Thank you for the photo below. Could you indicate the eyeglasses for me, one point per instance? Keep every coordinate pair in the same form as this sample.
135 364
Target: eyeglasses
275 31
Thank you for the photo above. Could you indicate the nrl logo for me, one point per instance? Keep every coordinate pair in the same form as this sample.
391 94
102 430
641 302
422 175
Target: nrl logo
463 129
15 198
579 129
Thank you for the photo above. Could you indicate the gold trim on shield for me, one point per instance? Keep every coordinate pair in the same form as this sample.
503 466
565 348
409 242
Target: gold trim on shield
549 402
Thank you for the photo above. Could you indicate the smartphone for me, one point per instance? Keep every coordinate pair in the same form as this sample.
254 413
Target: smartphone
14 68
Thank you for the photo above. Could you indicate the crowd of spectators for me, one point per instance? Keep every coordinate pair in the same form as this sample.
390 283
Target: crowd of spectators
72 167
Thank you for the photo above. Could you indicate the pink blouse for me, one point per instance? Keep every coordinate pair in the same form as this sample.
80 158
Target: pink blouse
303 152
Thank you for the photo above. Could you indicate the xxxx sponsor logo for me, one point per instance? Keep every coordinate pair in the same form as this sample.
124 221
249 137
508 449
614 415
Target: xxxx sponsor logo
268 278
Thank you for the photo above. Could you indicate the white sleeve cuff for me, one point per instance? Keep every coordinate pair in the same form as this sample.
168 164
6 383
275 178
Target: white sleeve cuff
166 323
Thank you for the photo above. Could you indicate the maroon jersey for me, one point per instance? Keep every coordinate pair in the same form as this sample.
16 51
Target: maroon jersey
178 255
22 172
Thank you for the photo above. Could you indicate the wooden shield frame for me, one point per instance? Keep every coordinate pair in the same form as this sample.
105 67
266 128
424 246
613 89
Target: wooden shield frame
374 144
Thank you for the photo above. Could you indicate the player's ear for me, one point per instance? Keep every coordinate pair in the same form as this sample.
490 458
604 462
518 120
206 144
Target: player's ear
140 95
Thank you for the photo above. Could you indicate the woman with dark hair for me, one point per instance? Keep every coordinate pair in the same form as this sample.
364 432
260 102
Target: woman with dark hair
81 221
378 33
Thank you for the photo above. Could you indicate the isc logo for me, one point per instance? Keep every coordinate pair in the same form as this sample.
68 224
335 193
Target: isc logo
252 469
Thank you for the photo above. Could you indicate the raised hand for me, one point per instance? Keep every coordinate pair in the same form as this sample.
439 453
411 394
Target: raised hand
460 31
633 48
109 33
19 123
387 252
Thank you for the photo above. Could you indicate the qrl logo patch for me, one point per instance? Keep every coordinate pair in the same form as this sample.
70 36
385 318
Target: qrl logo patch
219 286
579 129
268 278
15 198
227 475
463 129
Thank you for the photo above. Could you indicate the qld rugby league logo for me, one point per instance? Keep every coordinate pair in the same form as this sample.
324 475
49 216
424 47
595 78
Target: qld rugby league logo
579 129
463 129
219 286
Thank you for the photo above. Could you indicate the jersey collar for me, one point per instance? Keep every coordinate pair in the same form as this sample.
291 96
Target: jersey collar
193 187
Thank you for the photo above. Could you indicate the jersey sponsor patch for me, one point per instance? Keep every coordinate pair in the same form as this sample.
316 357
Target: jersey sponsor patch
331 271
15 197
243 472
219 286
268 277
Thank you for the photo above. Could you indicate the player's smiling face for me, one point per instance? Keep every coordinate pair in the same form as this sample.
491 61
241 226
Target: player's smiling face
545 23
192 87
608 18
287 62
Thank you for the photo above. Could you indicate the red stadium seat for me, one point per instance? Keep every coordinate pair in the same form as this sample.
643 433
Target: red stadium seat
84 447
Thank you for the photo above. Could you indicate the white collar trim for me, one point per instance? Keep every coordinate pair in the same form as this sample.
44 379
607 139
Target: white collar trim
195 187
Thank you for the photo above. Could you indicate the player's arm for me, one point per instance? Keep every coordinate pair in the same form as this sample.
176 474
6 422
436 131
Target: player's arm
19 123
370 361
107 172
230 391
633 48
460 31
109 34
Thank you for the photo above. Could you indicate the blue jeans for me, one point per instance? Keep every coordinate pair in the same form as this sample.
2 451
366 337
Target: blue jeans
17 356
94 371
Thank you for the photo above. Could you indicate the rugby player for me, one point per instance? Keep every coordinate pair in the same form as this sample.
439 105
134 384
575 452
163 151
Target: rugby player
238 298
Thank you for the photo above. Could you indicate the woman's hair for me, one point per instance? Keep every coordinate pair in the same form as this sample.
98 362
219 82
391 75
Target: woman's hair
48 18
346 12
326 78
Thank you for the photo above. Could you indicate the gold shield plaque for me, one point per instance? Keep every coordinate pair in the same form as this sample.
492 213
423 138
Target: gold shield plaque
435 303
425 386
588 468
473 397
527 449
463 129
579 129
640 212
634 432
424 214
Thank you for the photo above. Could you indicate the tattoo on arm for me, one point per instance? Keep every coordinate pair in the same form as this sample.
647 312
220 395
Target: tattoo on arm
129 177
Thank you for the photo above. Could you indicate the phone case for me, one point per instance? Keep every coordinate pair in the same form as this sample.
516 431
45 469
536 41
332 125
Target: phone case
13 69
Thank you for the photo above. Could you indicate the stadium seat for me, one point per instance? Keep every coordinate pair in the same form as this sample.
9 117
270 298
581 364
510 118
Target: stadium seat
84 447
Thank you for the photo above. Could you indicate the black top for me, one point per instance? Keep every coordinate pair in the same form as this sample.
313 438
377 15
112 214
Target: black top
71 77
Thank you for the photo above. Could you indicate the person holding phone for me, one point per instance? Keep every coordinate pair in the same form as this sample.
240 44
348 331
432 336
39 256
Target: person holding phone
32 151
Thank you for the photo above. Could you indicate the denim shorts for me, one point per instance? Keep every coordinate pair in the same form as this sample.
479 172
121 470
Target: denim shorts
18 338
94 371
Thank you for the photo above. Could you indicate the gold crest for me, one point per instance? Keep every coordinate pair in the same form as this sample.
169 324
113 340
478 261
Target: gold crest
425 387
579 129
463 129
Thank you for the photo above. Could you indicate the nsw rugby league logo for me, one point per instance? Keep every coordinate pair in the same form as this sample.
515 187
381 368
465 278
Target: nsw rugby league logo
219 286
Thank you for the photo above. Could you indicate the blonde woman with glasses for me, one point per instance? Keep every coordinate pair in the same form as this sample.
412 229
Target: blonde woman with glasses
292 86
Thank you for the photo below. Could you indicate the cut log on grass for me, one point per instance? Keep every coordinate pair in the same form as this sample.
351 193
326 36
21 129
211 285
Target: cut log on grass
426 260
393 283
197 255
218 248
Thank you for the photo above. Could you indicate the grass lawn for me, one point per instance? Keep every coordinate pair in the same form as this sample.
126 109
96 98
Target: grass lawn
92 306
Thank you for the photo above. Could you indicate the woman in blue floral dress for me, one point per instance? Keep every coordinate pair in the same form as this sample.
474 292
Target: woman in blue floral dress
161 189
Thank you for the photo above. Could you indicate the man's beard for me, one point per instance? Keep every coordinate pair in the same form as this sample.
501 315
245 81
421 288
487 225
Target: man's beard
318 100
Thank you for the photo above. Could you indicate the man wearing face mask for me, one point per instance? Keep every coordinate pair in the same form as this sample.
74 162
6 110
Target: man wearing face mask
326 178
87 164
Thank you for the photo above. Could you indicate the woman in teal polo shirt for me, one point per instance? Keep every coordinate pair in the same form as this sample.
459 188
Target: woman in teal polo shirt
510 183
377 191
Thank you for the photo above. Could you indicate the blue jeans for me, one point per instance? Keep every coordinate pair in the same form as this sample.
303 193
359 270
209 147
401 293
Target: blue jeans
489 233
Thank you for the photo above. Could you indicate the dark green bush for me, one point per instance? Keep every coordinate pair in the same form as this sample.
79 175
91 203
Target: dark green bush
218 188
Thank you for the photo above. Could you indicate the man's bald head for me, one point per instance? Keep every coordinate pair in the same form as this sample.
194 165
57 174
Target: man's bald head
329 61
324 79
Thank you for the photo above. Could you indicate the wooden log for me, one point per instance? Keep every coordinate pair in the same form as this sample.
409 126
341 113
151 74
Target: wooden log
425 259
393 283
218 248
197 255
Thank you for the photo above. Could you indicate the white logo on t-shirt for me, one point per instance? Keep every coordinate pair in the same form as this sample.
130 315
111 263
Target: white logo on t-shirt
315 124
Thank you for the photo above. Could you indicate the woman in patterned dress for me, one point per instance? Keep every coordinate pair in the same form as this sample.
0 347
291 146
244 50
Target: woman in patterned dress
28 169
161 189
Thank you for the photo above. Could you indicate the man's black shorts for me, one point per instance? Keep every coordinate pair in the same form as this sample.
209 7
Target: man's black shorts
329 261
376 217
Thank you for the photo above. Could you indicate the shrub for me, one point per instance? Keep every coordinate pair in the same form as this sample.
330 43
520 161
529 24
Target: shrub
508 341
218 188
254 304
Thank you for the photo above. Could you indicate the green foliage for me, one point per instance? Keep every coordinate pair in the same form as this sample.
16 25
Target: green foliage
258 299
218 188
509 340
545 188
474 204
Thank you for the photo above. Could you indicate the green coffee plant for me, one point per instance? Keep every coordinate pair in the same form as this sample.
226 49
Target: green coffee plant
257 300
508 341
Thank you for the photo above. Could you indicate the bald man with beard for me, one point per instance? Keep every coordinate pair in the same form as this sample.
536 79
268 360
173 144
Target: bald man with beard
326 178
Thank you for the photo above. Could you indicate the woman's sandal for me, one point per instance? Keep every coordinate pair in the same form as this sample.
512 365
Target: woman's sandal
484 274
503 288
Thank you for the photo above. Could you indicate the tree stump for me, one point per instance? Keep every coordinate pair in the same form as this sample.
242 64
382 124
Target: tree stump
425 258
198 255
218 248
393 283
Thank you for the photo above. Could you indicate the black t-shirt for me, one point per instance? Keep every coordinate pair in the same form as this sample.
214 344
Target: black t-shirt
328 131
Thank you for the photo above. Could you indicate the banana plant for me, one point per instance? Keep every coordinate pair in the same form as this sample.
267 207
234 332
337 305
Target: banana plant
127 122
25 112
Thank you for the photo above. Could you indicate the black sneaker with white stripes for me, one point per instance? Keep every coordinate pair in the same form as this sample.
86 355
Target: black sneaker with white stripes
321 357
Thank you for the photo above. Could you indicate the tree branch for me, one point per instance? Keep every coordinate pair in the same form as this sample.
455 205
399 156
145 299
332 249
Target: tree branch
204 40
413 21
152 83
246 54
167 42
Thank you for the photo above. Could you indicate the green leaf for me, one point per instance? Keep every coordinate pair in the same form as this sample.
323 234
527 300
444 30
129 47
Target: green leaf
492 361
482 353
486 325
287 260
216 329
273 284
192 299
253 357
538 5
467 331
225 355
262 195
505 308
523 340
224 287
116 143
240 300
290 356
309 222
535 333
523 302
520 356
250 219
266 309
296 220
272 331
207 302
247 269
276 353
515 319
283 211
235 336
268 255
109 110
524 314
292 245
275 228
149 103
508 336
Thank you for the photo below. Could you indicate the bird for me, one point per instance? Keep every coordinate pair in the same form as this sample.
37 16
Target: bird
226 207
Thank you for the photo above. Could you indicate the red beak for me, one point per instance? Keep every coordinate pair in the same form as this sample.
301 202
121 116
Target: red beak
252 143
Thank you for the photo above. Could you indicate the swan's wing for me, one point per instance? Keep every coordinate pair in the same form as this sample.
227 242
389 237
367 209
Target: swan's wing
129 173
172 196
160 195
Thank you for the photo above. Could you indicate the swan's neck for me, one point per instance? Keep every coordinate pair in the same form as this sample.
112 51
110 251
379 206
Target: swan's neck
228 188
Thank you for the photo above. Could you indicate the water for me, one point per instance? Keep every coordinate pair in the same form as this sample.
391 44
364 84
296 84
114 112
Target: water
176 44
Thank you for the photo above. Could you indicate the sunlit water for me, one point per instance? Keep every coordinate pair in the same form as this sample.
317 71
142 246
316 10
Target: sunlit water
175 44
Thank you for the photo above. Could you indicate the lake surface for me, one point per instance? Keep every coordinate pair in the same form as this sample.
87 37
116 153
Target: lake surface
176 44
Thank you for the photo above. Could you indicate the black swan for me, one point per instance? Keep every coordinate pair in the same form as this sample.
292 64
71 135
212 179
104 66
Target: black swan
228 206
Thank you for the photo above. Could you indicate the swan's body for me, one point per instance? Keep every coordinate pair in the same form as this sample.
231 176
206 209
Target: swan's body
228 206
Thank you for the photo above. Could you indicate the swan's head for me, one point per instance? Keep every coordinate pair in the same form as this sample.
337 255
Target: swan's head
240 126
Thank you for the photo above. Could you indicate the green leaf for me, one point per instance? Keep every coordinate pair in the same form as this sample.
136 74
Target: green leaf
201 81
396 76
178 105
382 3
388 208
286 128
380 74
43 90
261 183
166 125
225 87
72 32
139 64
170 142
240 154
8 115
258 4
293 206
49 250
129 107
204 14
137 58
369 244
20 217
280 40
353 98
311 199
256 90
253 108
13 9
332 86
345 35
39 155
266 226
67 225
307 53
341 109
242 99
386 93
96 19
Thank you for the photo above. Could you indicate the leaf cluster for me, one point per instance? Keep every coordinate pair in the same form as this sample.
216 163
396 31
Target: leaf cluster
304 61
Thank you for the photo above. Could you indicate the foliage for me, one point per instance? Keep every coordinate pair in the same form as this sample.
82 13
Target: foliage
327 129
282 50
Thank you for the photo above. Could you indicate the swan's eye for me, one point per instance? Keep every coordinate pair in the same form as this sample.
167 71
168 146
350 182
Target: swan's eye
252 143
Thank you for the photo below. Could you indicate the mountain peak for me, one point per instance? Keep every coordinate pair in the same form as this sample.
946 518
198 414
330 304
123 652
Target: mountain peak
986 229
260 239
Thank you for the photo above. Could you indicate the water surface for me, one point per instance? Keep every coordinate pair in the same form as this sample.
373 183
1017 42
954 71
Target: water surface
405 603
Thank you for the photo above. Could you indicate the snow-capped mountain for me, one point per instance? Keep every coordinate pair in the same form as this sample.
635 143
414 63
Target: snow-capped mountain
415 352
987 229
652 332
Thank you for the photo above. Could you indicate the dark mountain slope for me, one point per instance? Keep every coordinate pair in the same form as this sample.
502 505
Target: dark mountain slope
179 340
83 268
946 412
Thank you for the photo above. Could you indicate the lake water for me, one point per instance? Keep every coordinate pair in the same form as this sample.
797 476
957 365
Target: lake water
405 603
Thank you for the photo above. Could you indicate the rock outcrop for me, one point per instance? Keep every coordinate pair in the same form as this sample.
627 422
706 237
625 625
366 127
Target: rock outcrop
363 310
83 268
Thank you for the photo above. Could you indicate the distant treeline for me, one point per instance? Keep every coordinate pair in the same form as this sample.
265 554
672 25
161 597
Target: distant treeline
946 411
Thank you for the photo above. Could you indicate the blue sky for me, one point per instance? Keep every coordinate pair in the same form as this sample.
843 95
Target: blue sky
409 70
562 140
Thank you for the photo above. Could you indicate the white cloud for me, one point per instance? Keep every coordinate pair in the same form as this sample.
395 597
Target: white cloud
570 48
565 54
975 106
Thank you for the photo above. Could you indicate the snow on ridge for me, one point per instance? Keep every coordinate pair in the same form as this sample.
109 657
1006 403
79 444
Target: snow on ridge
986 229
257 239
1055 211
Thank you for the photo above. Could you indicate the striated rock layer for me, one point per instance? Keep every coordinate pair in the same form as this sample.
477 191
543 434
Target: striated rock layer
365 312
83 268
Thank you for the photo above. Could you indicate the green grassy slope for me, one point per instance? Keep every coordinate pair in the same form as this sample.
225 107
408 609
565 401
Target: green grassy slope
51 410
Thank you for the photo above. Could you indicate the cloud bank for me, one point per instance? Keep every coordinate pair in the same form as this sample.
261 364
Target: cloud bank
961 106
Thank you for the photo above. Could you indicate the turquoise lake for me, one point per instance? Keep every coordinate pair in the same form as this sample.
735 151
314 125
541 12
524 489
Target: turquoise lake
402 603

WHAT YOU ARE ASKED TO DO: Copy each line of the entries that includes the word "below".

SOLVED EXERCISE:
Thank you for the photo below. Could you indicate the eyeglasses for me, one point per instance? Keep every coordinate pair in the same form as this sample.
Thank you for the photo below. Could you indicate the cut log on grass for me, one point per instance? Keep every coordinate pair in the same form as this sample.
Thank you for the photo below. Could you indicate the bird for me, one point per instance? Keep every coordinate pair in the same form as this sample.
Thank you for the photo below. Could you indicate the mountain peak for me, one point per instance? Keep every coordinate pair in the same form as this sample.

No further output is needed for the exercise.